### GESTELLTE AUFGABE
Gib aus dem Forenthread über die Sinuskurve im Applet den Abschnitt von „Schau mal :arrow: hier.“ bis einschließlich „hier aber gerne.“ wortgetreu aus.

### TEXTAUSZUG
—————
# Applet mit einer Sinuskurven berechnung



## Kajo (9. Jun 2004)

Hallo allen progis.

Habe da mal ne Frage.
Wollte ein applet schreiben in dem ich eine sinuskurve zeichne und danach den Raum zwischen dem Sinusbogen und der X Achse berechnen. Hat jemand von euch vieleicht so ein Program schon mal geschrieben und könnte es mir zuschicken? Habe gerade erst mit Applet angefangen und bin auch nicht so ein Java freak, deswegen wäre eine beispiel datei und ein paar tips wie du es gemacht hast und warum so nicht schlecht.

Meine addy ist: kfleier@freenet.de

Danke schon mal im vorraus für jede hilfe,


----------



## L-ectron-X (9. Jun 2004)

Schau mal :arrow: hier. Vielleicht ist da was dabei.
Ansonsten, wenn Du Java lernen möchtest, musst Du Dich schon selbst etwas bemühen. :###  Sonst lass es lieber sein und spar Dir die Mühe.
Empfehlenswert ist es auf jeden Fall, sich ein Buch, oder eBook zum Lernen zu besorgen, um sich in die Materie einzuarbeiten. Dazu kann ich Dir einen :arrow: Link nahe legen. Wir haben alle mal klein angefangen und es dauert eine Weile, bis man sich in Java "wohl" fühlt. Also streng Dich an! Hilfe, wenn Du etwas nicht verstehst, oder sich beim Lernen Fragen aufwerfen, geben wir Dir hier aber gerne.


----------



## kajo (9. Jun 2004)

danke!


----------
—————
Auszüge aus Bounding-Box-Daten:

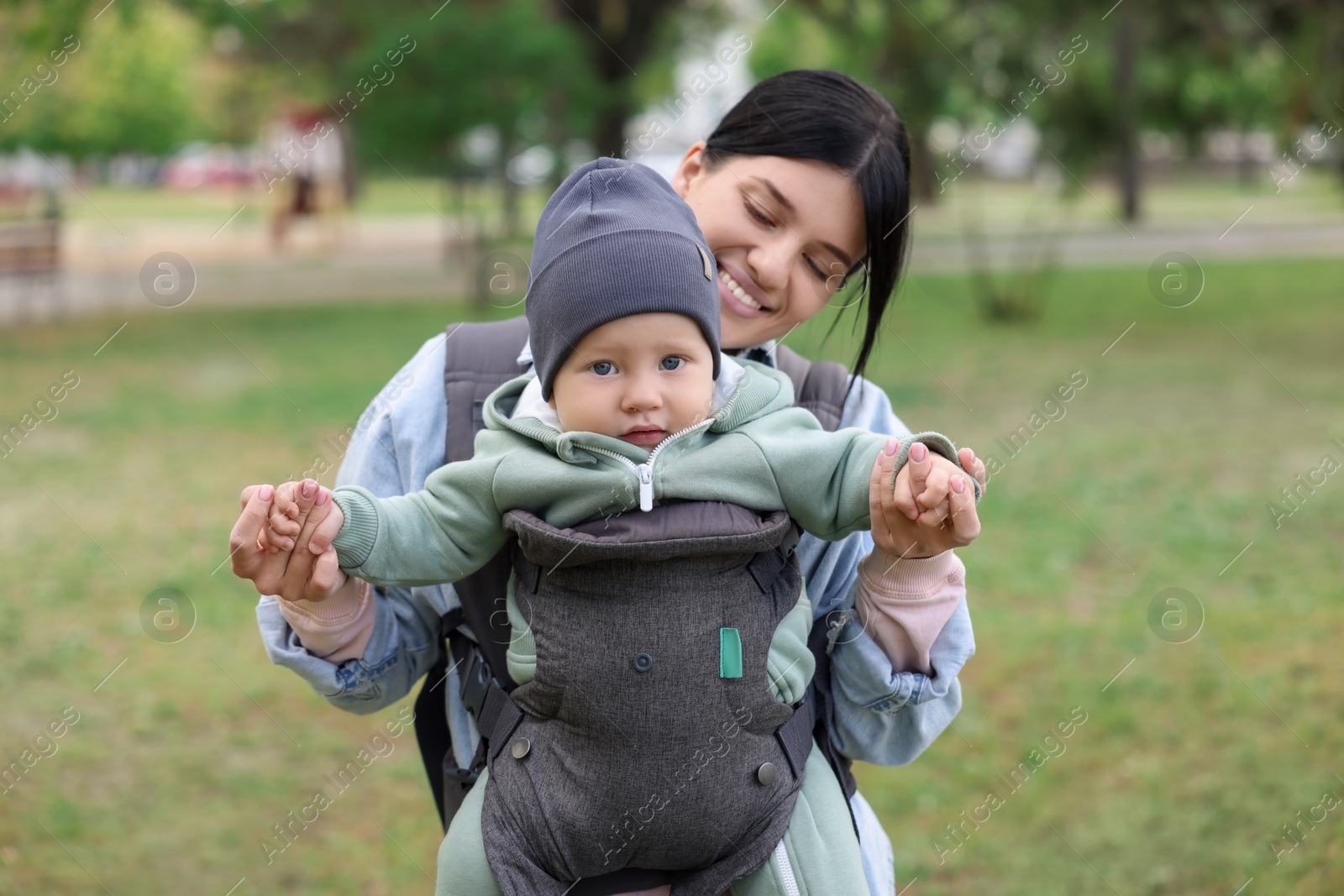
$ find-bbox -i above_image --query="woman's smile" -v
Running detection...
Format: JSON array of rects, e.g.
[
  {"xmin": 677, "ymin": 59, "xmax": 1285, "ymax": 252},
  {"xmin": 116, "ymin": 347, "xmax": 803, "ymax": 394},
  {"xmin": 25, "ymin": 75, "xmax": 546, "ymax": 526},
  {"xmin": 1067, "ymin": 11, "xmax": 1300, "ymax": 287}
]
[{"xmin": 719, "ymin": 264, "xmax": 774, "ymax": 317}]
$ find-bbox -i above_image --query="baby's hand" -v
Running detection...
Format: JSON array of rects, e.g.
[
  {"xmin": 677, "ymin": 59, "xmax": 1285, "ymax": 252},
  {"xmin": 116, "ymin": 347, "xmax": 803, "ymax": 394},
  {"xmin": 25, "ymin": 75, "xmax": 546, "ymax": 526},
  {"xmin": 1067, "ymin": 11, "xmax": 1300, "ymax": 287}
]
[{"xmin": 258, "ymin": 479, "xmax": 344, "ymax": 553}]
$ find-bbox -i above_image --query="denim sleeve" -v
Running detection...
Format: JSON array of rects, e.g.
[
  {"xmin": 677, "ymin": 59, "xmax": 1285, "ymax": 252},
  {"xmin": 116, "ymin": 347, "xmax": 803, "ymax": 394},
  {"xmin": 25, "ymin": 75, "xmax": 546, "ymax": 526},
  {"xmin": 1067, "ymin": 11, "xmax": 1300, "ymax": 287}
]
[
  {"xmin": 257, "ymin": 334, "xmax": 459, "ymax": 713},
  {"xmin": 798, "ymin": 380, "xmax": 976, "ymax": 766}
]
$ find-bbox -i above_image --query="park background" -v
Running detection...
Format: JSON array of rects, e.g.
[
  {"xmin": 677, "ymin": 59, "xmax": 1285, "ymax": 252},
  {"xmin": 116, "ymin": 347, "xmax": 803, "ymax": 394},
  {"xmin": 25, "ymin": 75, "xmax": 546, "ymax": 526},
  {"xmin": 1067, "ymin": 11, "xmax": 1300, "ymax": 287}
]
[{"xmin": 0, "ymin": 0, "xmax": 1344, "ymax": 896}]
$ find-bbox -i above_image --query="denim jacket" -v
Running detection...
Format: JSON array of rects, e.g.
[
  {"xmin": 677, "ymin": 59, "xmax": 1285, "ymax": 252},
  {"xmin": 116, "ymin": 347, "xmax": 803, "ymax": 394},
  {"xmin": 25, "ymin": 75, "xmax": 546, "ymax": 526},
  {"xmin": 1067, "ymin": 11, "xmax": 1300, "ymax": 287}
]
[{"xmin": 257, "ymin": 333, "xmax": 976, "ymax": 892}]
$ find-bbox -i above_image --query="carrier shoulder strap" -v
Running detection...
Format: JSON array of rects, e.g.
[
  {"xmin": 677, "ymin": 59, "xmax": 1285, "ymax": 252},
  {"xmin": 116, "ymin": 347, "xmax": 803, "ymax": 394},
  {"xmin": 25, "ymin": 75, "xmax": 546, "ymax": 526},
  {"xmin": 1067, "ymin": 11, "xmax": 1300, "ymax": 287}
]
[
  {"xmin": 775, "ymin": 345, "xmax": 858, "ymax": 834},
  {"xmin": 415, "ymin": 317, "xmax": 527, "ymax": 831},
  {"xmin": 774, "ymin": 345, "xmax": 849, "ymax": 432}
]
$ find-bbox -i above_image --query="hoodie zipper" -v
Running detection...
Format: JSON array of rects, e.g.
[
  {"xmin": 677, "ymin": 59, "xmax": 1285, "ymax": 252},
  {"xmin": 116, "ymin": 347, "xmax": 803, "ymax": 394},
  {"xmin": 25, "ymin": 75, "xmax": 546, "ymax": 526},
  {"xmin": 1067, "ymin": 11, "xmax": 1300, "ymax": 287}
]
[
  {"xmin": 587, "ymin": 417, "xmax": 714, "ymax": 511},
  {"xmin": 774, "ymin": 840, "xmax": 798, "ymax": 896}
]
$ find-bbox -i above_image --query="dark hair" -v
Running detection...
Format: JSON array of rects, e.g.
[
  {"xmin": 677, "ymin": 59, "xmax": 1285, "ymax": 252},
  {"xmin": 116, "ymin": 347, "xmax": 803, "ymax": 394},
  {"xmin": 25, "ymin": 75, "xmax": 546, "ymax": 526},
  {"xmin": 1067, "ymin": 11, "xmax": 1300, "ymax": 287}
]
[{"xmin": 704, "ymin": 69, "xmax": 910, "ymax": 385}]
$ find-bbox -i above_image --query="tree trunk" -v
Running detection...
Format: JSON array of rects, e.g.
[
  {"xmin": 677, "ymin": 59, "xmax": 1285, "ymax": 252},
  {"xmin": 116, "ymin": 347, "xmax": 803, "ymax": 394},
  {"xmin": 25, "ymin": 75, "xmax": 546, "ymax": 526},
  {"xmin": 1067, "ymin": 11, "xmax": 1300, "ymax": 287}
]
[{"xmin": 1116, "ymin": 15, "xmax": 1140, "ymax": 220}]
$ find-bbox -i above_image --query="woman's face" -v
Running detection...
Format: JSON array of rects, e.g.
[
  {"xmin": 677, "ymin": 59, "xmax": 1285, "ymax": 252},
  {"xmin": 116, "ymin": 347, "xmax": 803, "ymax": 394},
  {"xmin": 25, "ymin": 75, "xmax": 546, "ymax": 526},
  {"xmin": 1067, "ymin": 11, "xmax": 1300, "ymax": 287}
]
[{"xmin": 672, "ymin": 141, "xmax": 865, "ymax": 349}]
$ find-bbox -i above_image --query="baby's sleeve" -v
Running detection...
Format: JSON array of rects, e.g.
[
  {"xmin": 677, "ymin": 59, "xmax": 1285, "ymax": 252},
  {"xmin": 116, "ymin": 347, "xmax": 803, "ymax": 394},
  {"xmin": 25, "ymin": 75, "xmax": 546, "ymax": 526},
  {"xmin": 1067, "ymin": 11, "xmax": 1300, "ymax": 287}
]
[
  {"xmin": 332, "ymin": 432, "xmax": 506, "ymax": 587},
  {"xmin": 753, "ymin": 416, "xmax": 979, "ymax": 542}
]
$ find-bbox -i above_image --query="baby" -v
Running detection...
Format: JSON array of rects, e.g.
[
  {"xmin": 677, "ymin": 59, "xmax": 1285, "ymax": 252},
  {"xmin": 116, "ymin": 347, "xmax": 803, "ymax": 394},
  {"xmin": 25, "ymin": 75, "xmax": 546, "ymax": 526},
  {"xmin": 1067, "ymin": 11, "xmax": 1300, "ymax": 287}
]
[{"xmin": 249, "ymin": 159, "xmax": 979, "ymax": 896}]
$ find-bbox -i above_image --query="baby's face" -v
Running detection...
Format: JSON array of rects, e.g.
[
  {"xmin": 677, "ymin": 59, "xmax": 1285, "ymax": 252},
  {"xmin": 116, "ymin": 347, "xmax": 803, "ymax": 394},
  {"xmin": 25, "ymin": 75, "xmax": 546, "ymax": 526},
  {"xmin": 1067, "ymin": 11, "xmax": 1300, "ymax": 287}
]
[{"xmin": 551, "ymin": 312, "xmax": 714, "ymax": 448}]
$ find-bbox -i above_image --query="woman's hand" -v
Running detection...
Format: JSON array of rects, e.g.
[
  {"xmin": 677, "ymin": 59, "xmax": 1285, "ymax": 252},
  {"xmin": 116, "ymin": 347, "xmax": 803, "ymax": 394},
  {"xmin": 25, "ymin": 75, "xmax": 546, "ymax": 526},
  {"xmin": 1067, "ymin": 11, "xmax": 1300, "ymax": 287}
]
[
  {"xmin": 869, "ymin": 439, "xmax": 985, "ymax": 558},
  {"xmin": 228, "ymin": 481, "xmax": 358, "ymax": 600}
]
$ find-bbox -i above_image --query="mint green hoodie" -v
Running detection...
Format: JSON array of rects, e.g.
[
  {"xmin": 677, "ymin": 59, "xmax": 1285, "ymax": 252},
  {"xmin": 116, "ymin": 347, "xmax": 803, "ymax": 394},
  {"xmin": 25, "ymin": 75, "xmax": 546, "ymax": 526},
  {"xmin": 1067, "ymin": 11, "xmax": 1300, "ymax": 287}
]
[
  {"xmin": 334, "ymin": 361, "xmax": 903, "ymax": 585},
  {"xmin": 326, "ymin": 359, "xmax": 979, "ymax": 704}
]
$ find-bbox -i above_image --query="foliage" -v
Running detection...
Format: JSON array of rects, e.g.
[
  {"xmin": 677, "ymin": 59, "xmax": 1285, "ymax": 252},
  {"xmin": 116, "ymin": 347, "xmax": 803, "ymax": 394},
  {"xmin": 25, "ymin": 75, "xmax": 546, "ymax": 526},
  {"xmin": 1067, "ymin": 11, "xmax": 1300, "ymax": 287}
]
[{"xmin": 0, "ymin": 2, "xmax": 204, "ymax": 159}]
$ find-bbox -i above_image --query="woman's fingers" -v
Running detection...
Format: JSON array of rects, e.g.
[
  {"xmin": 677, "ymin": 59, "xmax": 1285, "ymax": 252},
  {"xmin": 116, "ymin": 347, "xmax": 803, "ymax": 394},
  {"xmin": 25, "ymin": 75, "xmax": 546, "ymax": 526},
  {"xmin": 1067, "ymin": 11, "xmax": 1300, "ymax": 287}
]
[
  {"xmin": 307, "ymin": 551, "xmax": 347, "ymax": 600},
  {"xmin": 957, "ymin": 448, "xmax": 990, "ymax": 495},
  {"xmin": 948, "ymin": 475, "xmax": 979, "ymax": 545},
  {"xmin": 307, "ymin": 501, "xmax": 345, "ymax": 555},
  {"xmin": 906, "ymin": 442, "xmax": 932, "ymax": 507},
  {"xmin": 228, "ymin": 485, "xmax": 276, "ymax": 579}
]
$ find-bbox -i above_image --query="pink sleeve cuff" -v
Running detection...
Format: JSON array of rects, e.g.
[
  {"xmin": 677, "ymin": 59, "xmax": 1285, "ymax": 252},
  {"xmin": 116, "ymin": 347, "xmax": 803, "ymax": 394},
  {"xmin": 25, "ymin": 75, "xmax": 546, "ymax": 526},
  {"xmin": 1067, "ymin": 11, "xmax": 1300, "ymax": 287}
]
[
  {"xmin": 855, "ymin": 548, "xmax": 966, "ymax": 674},
  {"xmin": 276, "ymin": 576, "xmax": 374, "ymax": 665}
]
—————
### ENDERGEBNIS
Schau mal :arrow: hier. Vielleicht ist da was dabei.
Ansonsten, wenn Du Java lernen möchtest, musst Du Dich schon selbst etwas bemühen. :###  Sonst lass es lieber sein und spar Dir die Mühe.
Empfehlenswert ist es auf jeden Fall, sich ein Buch, oder eBook zum Lernen zu besorgen, um sich in die Materie einzuarbeiten. Dazu kann ich Dir einen :arrow: Link nahe legen. Wir haben alle mal klein angefangen und es dauert eine Weile, bis man sich in Java "wohl" fühlt. Also streng Dich an! Hilfe, wenn Du etwas nicht verstehst, oder sich beim Lernen Fragen aufwerfen, geben wir Dir hier aber gerne.